Eine gegenüber dem Diensteanbieter - und nicht einem Beschuldigten - als Eingriffsadressaten nach § 100b Abs. 3 S. 2 StPO offene Maßnahme nach § 100b StPO käme darüber hinaus vor dem Hintergrund der Subsidiaritätsklausel des § 100b Abs. 1 Nr. 3 StPO nicht in Betracht. Insoweit stellt die im vorliegenden Fall zur Erhebung von Bestandsdaten ausreichende analoge Durchsuchung und Beschlagnahme nach §§ 102 ff., 94 ff. StPO den geringeren Eingriff bei gleichem Erfolg der Maßnahme (einmalige Erhebung der zum Zeitpunkt der Durchsuchung vorhandenen Daten) dar.

DATENZEILEN:
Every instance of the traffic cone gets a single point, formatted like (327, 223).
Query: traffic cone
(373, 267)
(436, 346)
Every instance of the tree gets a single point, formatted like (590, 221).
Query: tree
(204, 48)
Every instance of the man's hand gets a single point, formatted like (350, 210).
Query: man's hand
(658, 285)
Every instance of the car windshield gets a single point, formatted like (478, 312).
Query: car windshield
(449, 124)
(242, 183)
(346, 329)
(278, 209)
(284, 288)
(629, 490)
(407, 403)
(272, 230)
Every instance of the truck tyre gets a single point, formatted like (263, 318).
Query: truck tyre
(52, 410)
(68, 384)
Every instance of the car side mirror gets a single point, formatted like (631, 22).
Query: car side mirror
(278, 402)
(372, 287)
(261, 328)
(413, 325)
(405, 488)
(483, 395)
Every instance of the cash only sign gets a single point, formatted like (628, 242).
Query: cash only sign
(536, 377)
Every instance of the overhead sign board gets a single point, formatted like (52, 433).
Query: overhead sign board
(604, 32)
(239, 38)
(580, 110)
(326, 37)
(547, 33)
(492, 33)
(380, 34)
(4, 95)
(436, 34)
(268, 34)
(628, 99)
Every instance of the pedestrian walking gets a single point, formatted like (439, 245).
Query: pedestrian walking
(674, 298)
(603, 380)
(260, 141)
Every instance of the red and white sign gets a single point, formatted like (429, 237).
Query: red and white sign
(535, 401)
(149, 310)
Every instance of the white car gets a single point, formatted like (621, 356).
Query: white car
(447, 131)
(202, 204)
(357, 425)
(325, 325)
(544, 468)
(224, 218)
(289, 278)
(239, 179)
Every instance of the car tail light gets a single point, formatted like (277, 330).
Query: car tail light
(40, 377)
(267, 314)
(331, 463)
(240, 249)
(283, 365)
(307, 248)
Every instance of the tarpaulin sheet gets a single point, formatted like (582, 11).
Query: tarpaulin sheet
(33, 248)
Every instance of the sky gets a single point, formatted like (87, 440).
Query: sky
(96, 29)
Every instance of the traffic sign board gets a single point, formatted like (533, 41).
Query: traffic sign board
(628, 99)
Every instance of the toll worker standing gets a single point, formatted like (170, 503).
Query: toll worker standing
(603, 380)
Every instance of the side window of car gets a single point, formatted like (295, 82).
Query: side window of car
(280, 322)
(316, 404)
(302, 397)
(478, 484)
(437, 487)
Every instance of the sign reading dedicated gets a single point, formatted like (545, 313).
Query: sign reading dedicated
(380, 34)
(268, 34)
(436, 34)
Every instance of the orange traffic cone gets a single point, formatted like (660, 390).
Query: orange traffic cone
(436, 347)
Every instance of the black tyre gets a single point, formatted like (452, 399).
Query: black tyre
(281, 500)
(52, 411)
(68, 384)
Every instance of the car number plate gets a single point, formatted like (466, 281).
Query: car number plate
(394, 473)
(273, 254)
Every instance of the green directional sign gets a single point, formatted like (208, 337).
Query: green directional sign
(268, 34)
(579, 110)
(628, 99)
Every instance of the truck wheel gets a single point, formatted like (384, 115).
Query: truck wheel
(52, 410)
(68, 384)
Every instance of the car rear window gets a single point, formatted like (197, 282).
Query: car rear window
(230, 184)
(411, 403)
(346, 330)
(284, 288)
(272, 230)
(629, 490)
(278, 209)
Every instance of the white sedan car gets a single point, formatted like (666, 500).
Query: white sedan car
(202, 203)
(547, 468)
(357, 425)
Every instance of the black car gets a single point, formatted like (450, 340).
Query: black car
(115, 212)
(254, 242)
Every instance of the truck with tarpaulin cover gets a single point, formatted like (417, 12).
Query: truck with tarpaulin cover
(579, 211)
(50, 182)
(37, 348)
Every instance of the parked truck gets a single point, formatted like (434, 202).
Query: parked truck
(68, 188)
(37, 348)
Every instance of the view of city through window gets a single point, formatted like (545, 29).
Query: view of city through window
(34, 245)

AUFGABEN ZUR ÜBUNG:
1: Erläutern Sie in ein bis drei Sätzen anhand des Textauszugs, weshalb eine gegenüber dem Diensteanbieter offene Maßnahme nach § 100b StPO nicht in Betracht käme.
2: Führen Sie den Textauszug über Maßnahmen nach § 100b StPO und ihre Subsidiarität im Anschluss an dessen letzten Satz fort.

SCHRIFTLICHE ANTWORTEN:
1: Eine solche Maßnahme scheidet wegen der Subsidiaritätsklausel des § 100b Abs. 1 Nr. 3 StPO aus. Im vorliegenden Fall genügt nämlich die analoge Durchsuchung und Beschlagnahme nach §§ 102 ff., 94 ff. StPO zur Erhebung der Bestandsdaten. Sie ist bei gleichem Erfolg, der einmaligen Erhebung der zum Zeitpunkt der Durchsuchung vorhandenen Daten, der geringere Eingriff.

2:
2. Darüber hinaus ergibt sich aus § 100b i.V.m. § 101 Abs. 4 S. 3 u. 4 StPO, genauso wenig wie (bislang) aus den §§ 94 ff. StPO, eine Ermächtigung, den betroffenen Diensteanbieter zur Verschwiegenheit gegenüber seinem Kunden, dem Beschuldigten, zu verpflichten. Die durch § 101 Abs. 4 S. 3 u. 4 StPO ermöglichte Zurückstellung der Benachrichtigung des Betroffenen stellt lediglich eine Ausnahme von der ansonsten nach § 35 StPO spätestens mit Beginn einer Maßnahme durch die staatlichen Organe vorzunehmende Benachrichtigung dar; keinesfalls kann hierüber ein Dritter - noch dazu in Bezug auf seine Berufsausübung - zum Stillschweigen verpflichtet werden. Eine Stillschweigeverpflichtung ergibt sich für (deutsche) Diensteanbieter allein aus § 113 Abs. 6 S. 2 TKG (bzw. § 17 G 10), der aber seinerseits keine Ermächtigungsnorm für die Strafverfolgungsbehörden darstellt und dessen Reichweite sich überdies auf den Anwendungsbereich des TKG beschränkt, das auf den vorliegend in Rede stehenden Anbieter von Cloud-Diensten keine Anwendung findet.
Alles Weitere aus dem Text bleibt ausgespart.